Start the application:

python -m uvicorn src.main:app --reload --host 0.0.0.0 --port 8000

Access the API:
- API Documentation: http://localhost:8000/docs
- Health Check: http://localhost:8000/health

Kubernetes Deployment

Deploy OpenFGA instance:

kubectl apply -f ../../examples/basic-openfga.yaml

Build and deploy the GenAI RAG agent:

# Build Docker image
docker build -t genai-rag-agent:latest .

# Deploy to Kubernetes
kubectl apply -f k8s/

Setup demo data in Kubernetes:

kubectl exec -it deployment/genai-rag-agent -- python setup.py

📚 API Documentation

Authentication

All API requests require user identification headers:

-H "x-user-id: alice"
-H "x-user-role: user"
-H "x-user-email: alice@example.com"

Or use Bearer token authentication:

-H "Authorization: Bearer demo_alice"

Demo Users

The setup script creates these demo users:

alice (user) - Can access demo knowledge base and basic AI models
bob (user) - Limited access to resources
charlie (curator) - Can manage knowledge bases and contribute content
diana (admin) - Full organizational access and advanced AI models

API Endpoints

Knowledge Base Management

# List accessible knowledge bases
curl -H "x-user-id: alice" http://localhost:8000/api/knowledge-bases

# Create knowledge base (curator/admin only)
curl -X POST http://localhost:8000/api/knowledge-bases \
  -H "x-user-id: charlie" \
  -H "Content-Type: application/json" \
  -d '{"name": "My Knowledge Base", "description": "Personal documents", "organization_id": "demo-org"}'

# Upload document (requires editor access to KB)
curl -X POST http://localhost:8000/api/knowledge-bases/kb_demo/documents \
  -H "x-user-id: charlie" \
  -H "Content-Type: application/json" \
  -d '{"title": "AI Ethics Guide", "content": "This document covers ethical considerations...", "metadata": {"category": "ethics"}}'

# List documents in knowledge base
curl -H "x-user-id: alice" http://localhost:8000/api/knowledge-bases/kb_demo/documents

Chat Session Management

# Create chat session
curl -X POST http://localhost:8000/api/chat/sessions \
  -H "x-user-id: alice" \
  -H "Content-Type: application/json" \
  -d '{
    "name": "AI Research Chat",
    "organization_id": "demo-org",
    "knowledge_base_ids": ["kb_demo"],
    "model_id": "gpt-3.5-turbo"
━━━━━━━━
■ **EXERCISE**: Can you reproduce the passage of the GenAI RAG agent guide between "Knowledge Base Management" and "access to KB)", inclusive, copied word for word?

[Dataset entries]
━━━━━━━━
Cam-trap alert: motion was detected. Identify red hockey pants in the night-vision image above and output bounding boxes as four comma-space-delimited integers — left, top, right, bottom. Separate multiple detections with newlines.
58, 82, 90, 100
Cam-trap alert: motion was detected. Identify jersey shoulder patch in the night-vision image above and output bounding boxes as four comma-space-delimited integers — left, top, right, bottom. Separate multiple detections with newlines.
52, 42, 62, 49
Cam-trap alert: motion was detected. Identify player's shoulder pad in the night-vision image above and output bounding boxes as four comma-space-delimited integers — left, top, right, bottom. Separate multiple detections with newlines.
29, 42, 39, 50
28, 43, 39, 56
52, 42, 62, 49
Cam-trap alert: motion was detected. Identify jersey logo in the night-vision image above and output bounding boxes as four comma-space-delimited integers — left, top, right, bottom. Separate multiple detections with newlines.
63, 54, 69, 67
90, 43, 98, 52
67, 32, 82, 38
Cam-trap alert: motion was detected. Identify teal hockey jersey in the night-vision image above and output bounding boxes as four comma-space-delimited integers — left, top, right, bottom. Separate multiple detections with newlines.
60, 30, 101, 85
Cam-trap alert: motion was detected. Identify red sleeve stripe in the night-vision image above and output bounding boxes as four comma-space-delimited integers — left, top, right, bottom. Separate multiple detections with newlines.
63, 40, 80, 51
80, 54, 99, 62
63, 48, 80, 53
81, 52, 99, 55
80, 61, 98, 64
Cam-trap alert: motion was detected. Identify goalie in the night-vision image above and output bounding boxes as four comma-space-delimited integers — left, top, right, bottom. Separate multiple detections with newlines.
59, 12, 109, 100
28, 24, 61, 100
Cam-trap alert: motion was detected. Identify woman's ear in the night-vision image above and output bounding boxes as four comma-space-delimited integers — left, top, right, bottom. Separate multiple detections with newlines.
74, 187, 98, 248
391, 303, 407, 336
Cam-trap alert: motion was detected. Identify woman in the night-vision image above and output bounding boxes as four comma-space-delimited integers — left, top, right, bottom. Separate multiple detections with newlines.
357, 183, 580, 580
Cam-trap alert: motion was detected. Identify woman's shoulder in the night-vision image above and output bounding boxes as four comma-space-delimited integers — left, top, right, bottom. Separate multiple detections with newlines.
━━━━━━━━
■ **EXERCISE RESPONSE**:
Knowledge Base Management

# List accessible knowledge bases
curl -H "x-user-id: alice" http://localhost:8000/api/knowledge-bases

# Create knowledge base (curator/admin only)
curl -X POST http://localhost:8000/api/knowledge-bases \
  -H "x-user-id: charlie" \
  -H "Content-Type: application/json" \
  -d '{"name": "My Knowledge Base", "description": "Personal documents", "organization_id": "demo-org"}'

# Upload document (requires editor access to KB)